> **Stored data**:
┄┄┄┄┄┄

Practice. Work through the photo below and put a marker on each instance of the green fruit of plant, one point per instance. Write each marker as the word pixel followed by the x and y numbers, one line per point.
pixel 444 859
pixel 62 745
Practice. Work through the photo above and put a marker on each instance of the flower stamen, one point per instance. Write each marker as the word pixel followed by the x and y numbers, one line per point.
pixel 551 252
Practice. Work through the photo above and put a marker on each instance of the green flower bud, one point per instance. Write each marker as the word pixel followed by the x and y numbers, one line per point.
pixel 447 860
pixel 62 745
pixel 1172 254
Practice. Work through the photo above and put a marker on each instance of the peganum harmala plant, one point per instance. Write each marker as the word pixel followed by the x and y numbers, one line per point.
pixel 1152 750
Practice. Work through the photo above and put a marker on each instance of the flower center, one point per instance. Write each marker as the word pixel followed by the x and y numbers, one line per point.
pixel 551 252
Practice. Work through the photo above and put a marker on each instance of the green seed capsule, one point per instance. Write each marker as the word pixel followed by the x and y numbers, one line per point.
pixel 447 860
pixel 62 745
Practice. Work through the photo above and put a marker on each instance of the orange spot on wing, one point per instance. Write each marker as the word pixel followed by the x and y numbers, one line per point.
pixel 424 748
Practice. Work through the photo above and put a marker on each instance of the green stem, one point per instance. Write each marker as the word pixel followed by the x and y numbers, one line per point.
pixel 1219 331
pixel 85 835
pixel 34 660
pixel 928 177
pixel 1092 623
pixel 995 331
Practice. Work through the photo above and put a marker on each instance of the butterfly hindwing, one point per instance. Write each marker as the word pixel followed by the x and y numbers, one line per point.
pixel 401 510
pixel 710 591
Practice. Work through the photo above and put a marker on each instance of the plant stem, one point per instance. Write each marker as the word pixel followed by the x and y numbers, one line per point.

┄┄┄┄┄┄

> **WHAT THE TASK ASKS**:
Write out exactly the lines from the one with "of the butterfly" through the end of the records above, both ends included, and leave out all other lines.

> **ANSWER BELOW**:
Practice. Work through the photo above and put a marker on each instance of the butterfly hindwing, one point per instance. Write each marker as the word pixel followed by the x and y numbers, one line per point.
pixel 401 510
pixel 710 591
Practice. Work through the photo above and put a marker on each instance of the plant stem, one point per instance. Write each marker as the word pixel followed by the x and y numbers, one line per point.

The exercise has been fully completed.